A construção social da imagem do homem negro como uma ameaça é uma entre tantas barreiras enfrentadas na integração dos haitianos e senegaleses.
A internet celebrou, com muitas glórias e concordâncias, o belo discurso de Meryl Streep após receber o Globo de Ouro pelo conjunto de sua obra. Causou uma imensa comoção e algum alento. A indignação com Trump é acertada. Errado é que não tenhamos a capacidade de nos indignar com o trato que é dado aos imigrantes no Brasil. Enquanto vociferamos contra Donald Trump, são violentados e mortos haitianos e senegaleses no nosso pátio. Imigrantes negros.
Os contornos históricos da travessia desses imigrantes de seus locais de origem até o Brasil são diversos do tráfico negreiro, mas as consequências não são tão distintas assim. É comum serem atraídos para empregos em que não receberão salários, há casos de imigrantes negros trabalhando em regime de escravização e a cooptação de trabalhadores pela espessura da canela.

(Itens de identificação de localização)
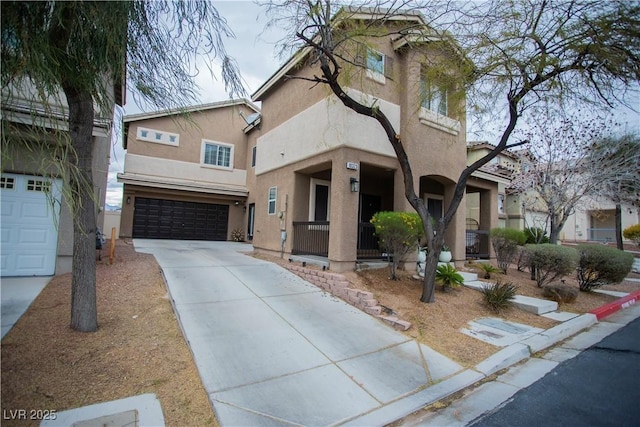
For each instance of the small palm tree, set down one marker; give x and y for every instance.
(448, 277)
(488, 269)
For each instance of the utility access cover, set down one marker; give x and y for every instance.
(499, 332)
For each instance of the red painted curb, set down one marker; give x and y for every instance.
(612, 307)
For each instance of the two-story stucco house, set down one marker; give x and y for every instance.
(185, 174)
(325, 170)
(37, 225)
(305, 174)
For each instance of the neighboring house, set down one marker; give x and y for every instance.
(592, 220)
(489, 203)
(37, 226)
(322, 170)
(185, 173)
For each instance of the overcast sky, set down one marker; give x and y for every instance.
(254, 51)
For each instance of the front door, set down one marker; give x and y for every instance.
(367, 240)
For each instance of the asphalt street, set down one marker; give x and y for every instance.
(599, 387)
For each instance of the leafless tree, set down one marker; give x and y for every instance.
(519, 53)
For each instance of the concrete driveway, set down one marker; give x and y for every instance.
(272, 349)
(17, 294)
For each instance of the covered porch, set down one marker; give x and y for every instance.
(334, 204)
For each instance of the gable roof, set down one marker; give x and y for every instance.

## Instruções
(1) Transcreva sem alterações o trecho do texto sobre os imigrantes haitianos e senegaleses que se inicia nas palavras "A internet celebrou, com" e termina em "pátio. Imigrantes negros.".
(2) Dê sequência ao texto sobre os imigrantes haitianos e senegaleses, escrevendo a parte seguinte a partir do ponto em que ele termina.
Os registros vêm de outra fonte.

## Respostas por tarefa
(1)
A internet celebrou, com muitas glórias e concordâncias, o belo discurso de Meryl Streep após receber o Globo de Ouro pelo conjunto de sua obra. Causou uma imensa comoção e algum alento. A indignação com Trump é acertada. Errado é que não tenhamos a capacidade de nos indignar com o trato que é dado aos imigrantes no Brasil. Enquanto vociferamos contra Donald Trump, são violentados e mortos haitianos e senegaleses no nosso pátio. Imigrantes negros.

(2)
Em um país que trata seus nacionais negros como cidadãos de segunda classe, virou rotina a morte bárbara dos imigrantes. Mortes que não são publicizadas, que não comovem ninguém e que não geram reflexões como o discurso de Meryl Streep.
O mais recente caso de homicídio, publicizado, envolvendo imigrantes ou refugiados negros, se deu nos últimos dias de 2016. Jemps Jannier foi morto a facadas na cidade de Gravataí, no Rio Grande do Sul. Em 2015, no estado de Santa Catarina, Fetierre Stalin também foi assassinado. No caso de Jemps não há indícios que relacionem o homicídio diretamente com o ódio anti-negro. Já no caso de Fetierre, os relatos de sua esposa deixaram explícito a motivação racista do crime. Seus algozes constantemente dirigiam-se a ele através de expressões xenofóbicas e racistas e costumavam dizer que haitianos não tinham nada a fazer em Santa Catarina. As semelhanças com os discursos racistas que a negritude brasileira escuta não é mera coincidência.
Numa tentativa de compreender um pouco melhor a vida dos imigrantes negros no Brasil, particularmente no sul, localidade em que as consequências do racismo anti-negro são tão aprofundadas e violentas, encontrei Mor Ndiaye , presidente da Associação de Senegaleses de Porto Alegre. Mor Ndiaye me relatou que para os senegaleses imigrar é um traço cultural, o que difere das motivações dos haitianos, os quais veem para o Brasil em decorrência das consequências do furação que assolou o Haiti em 2010.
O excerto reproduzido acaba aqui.